Natural-language object grounding data:
------------------------

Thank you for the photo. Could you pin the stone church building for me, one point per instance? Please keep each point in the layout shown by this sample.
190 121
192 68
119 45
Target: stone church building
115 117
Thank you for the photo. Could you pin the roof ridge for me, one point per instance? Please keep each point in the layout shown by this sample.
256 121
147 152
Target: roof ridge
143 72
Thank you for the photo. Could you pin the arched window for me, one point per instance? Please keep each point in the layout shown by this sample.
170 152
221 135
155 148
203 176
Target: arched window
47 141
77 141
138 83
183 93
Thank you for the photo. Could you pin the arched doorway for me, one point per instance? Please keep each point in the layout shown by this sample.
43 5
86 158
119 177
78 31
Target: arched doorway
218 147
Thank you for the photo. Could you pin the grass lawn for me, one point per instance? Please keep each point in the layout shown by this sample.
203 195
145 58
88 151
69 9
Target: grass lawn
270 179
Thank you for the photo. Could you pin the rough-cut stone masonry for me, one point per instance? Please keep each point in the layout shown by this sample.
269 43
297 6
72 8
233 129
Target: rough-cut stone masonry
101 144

------------------------

*What the task requires*
Full repetition needed. Write out every entry above exactly as given.

*Exercise solution*
Thank you for the photo. Could you pin the stone church building for me, one point per instance? Please keep each point in the layout shown by this sample.
190 121
192 68
119 45
Target: stone church building
115 117
Thank you for the photo. Could you pin the roof ridge for me, one point per instance? Please keep each point in the layout shown by this sample.
256 121
147 152
Target: roof ridge
143 72
Thank you for the photo. Could you pin the arched window for me, one point per instance? Please keep each point in the layout shown by this sample.
170 152
221 135
155 148
203 176
Target: arched window
47 141
77 141
138 83
183 93
Thank you for the photo. Could you pin the arched doorway for me, one point per instance? Please keep each point in the layout shown by this sample.
43 5
86 158
119 177
78 31
Target: arched doorway
218 147
Thank you for the photo. Could you pin the grass lawn for me, one point per instance? Please keep each point in the layout shown by this sample.
203 195
145 58
88 151
69 9
Target: grass lawn
270 179
Thank you for the photo. Could you pin the rough-cut stone masonry for me, one point per instance? Please keep each point in the layout shown by this sample.
269 43
297 6
72 8
233 129
Target: rough-cut stone masonry
101 144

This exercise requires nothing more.